-- REQUIRED TASK --
Copy the material that follows word for word and omit its pictures.

-- INPUT FOR THIS TASK --
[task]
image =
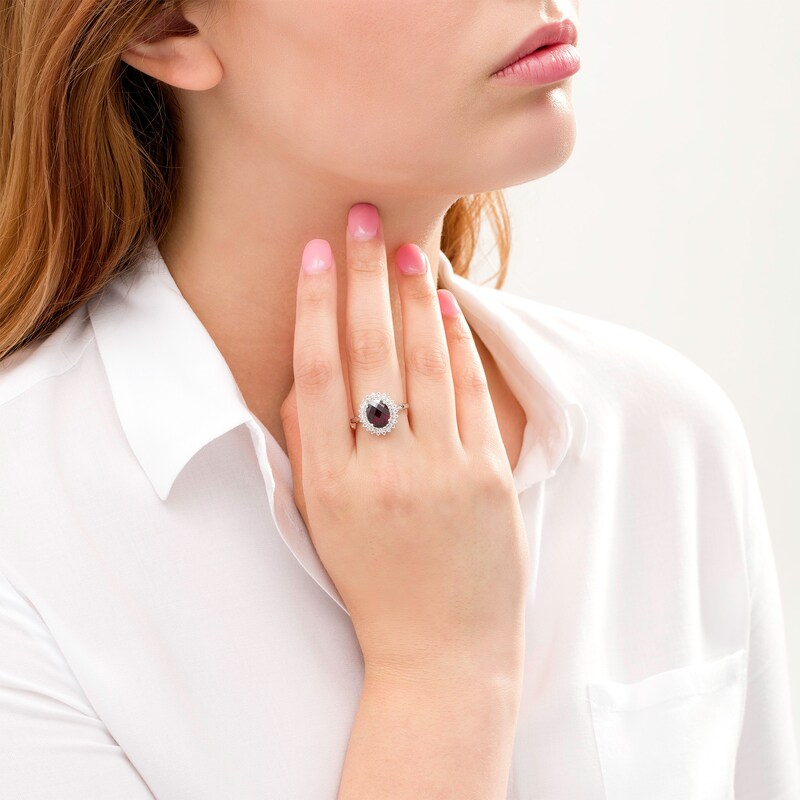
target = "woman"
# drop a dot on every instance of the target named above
(229, 570)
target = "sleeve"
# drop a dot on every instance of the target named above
(767, 758)
(52, 744)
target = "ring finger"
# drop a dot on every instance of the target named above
(373, 364)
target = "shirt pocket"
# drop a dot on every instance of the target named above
(672, 735)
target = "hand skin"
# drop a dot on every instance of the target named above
(420, 530)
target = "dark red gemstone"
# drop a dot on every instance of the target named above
(378, 415)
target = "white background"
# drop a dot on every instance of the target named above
(678, 213)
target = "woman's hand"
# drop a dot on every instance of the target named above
(420, 529)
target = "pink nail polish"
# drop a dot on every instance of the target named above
(317, 256)
(448, 303)
(362, 221)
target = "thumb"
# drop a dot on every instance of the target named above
(291, 430)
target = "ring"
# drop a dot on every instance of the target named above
(378, 413)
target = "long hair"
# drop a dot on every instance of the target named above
(88, 159)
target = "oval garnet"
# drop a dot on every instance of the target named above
(378, 415)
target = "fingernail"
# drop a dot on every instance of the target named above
(411, 260)
(448, 303)
(362, 221)
(317, 256)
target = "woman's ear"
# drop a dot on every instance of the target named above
(171, 49)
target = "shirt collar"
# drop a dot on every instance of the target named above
(174, 392)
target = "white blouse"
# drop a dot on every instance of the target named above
(167, 629)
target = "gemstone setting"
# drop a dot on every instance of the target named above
(378, 413)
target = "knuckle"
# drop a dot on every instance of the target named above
(421, 291)
(369, 347)
(471, 380)
(365, 262)
(429, 361)
(460, 333)
(312, 373)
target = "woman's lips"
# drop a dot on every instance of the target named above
(545, 65)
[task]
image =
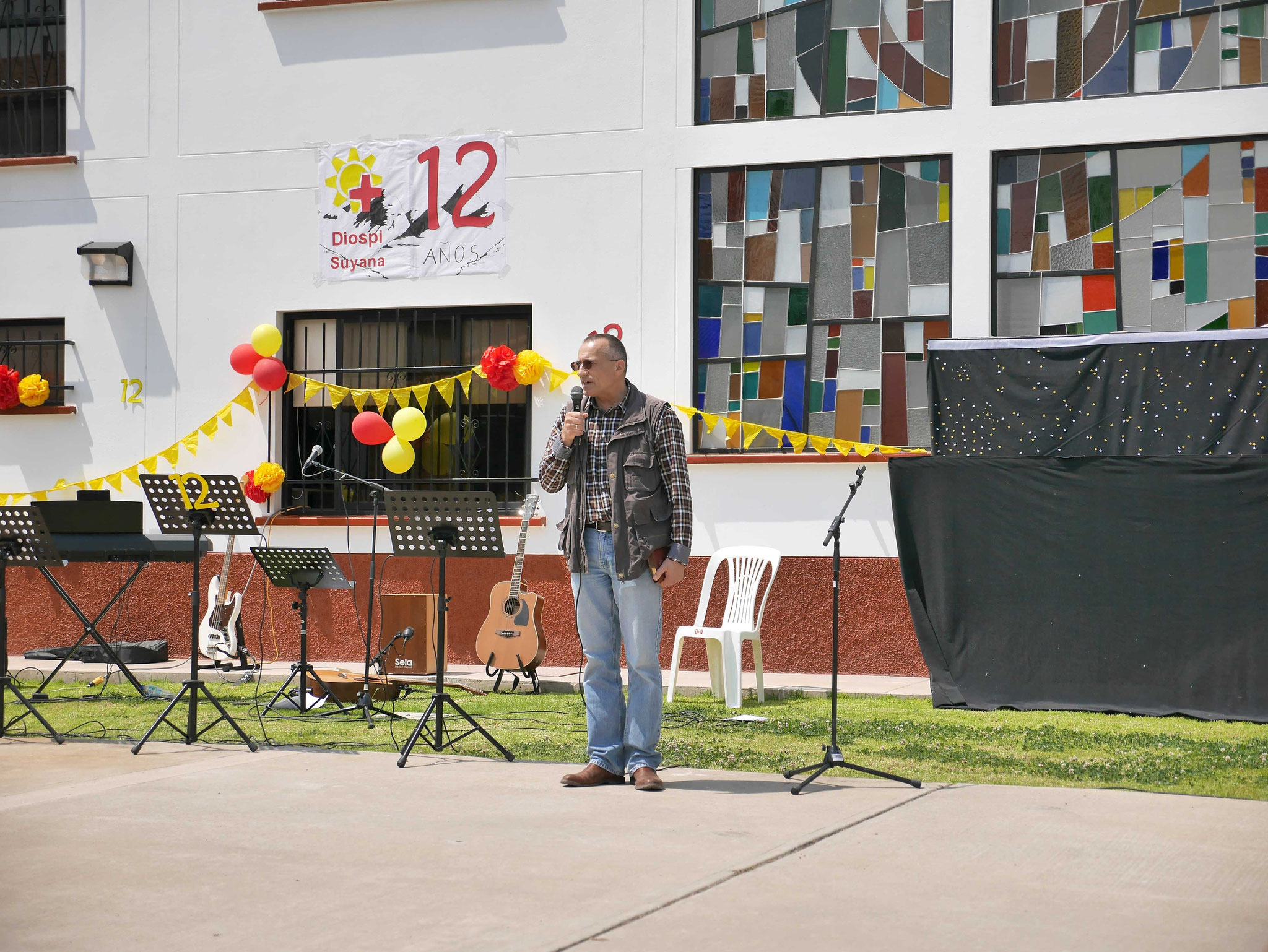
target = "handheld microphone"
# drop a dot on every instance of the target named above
(577, 394)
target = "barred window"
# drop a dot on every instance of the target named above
(32, 77)
(481, 443)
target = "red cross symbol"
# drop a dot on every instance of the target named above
(365, 193)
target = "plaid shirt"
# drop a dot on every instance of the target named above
(671, 452)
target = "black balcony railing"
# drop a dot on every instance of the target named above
(32, 77)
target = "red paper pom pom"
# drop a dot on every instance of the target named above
(498, 366)
(244, 359)
(271, 374)
(8, 387)
(371, 429)
(253, 492)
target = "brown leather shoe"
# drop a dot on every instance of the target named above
(591, 776)
(647, 779)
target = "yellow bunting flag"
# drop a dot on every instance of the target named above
(445, 388)
(243, 400)
(557, 377)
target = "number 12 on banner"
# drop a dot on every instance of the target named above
(432, 159)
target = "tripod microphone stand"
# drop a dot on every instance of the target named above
(377, 490)
(832, 756)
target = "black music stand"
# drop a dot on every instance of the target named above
(302, 569)
(832, 756)
(443, 525)
(24, 540)
(192, 504)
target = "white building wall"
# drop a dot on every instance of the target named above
(194, 123)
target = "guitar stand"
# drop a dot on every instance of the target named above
(531, 676)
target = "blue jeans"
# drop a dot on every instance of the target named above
(612, 613)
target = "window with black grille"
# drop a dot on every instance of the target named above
(32, 77)
(481, 443)
(37, 348)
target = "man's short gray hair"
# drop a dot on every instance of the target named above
(615, 349)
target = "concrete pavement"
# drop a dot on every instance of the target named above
(212, 847)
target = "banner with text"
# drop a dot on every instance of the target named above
(412, 208)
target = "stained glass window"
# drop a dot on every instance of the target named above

-- FINAL ANSWER --
[task]
image =
target = "woman"
# drop a dot on every instance of the target named above
(229, 570)
target = "sleeve"
# drop a dot on every instance of the target named above
(767, 758)
(52, 744)
target = "ring finger"
# drop a dot on every instance of the target named above
(373, 364)
target = "shirt pocket"
# drop a dot on every instance of the target named above
(672, 735)
target = "hand skin"
# drop a dot on every instance of the target named above
(420, 530)
target = "dark red gemstone"
# drop a dot on every instance of the target named above
(378, 415)
target = "white background"
# drop a dot on every instance of the target named above
(678, 213)
target = "woman's hand"
# drop a dot on every instance of the target named above
(420, 529)
target = "pink nail polish"
# drop a dot on every instance of the target named above
(317, 256)
(448, 303)
(362, 221)
target = "thumb"
# drop a dot on every instance of the target named above
(291, 430)
target = "ring"
# drop a dot on every instance of the target named above
(378, 413)
target = "long hair"
# drop a dot on every instance of the target named above
(88, 159)
target = "oval garnet"
# drop a dot on every instance of the target named above
(378, 415)
target = "fingernail"
# drop a dot on every instance of the target named above
(411, 260)
(448, 303)
(362, 221)
(317, 256)
target = "woman's ear"
# drop a dot on every instance of the target named above
(171, 49)
target = "shirt collar"
# drop a dot on every instance of the target named above
(174, 392)
target = "white blouse"
# drop a dot on every instance of the target named above
(167, 629)
target = "gemstone setting"
# drop a dot on every instance of the target named above
(378, 413)
target = "knuckle"
# drop a dot on every instance of the target named above
(421, 291)
(369, 347)
(471, 380)
(365, 262)
(429, 361)
(460, 333)
(312, 373)
target = "woman's lips"
# drop a dot on every instance of the target named above
(545, 65)
[task]
image =
target = "handheld microphone"
# drop a dot on every instance of the target named above
(577, 394)
target = "barred window"
# drop a dot on every instance of the target named above
(32, 77)
(481, 443)
target = "red cross symbol"
# drop a dot on every instance of the target named above
(365, 193)
target = "plaid shirt"
# drop a dot on every instance of the target named above
(671, 452)
target = "black balcony railing"
# drop a dot on every instance of the target named above
(32, 77)
target = "red paper pom pom"
# drop a dot on every instance of the target named above
(498, 366)
(244, 359)
(271, 374)
(8, 387)
(371, 429)
(253, 492)
target = "brown leather shoe"
# drop a dot on every instance of the target named above
(591, 776)
(647, 779)
target = "yellow bunting flag"
# drop a dot on every instance of the target named above
(445, 388)
(243, 400)
(557, 377)
target = "number 12 on banner"
# drop a dot on every instance of the target named above
(432, 159)
target = "tripod microphone stand"
# drop a dot on every instance of the target named above
(377, 490)
(832, 756)
target = "black music stand"
# drop a dot on every instance of the target named above
(302, 569)
(832, 756)
(443, 525)
(24, 540)
(192, 504)
target = "white building wall"
# drop a dot on every instance of the target named above
(194, 123)
target = "guitar stand"
# drop a dot on every instance of the target named above
(531, 676)
target = "blue jeans"
# drop a dot on every instance of the target named above
(612, 613)
target = "window with black grille"
# drop a dot on every instance of the target named above
(32, 77)
(481, 443)
(37, 348)
target = "man's short gray hair"
# drop a dot on every instance of the target named above
(615, 349)
target = "concrete pavement"
# drop a dot on every instance of the target named above
(212, 847)
target = "banner with text"
# drop a dot on every instance of the target named above
(412, 208)
target = "stained glass window"
# drop a dot on every instance of the target named above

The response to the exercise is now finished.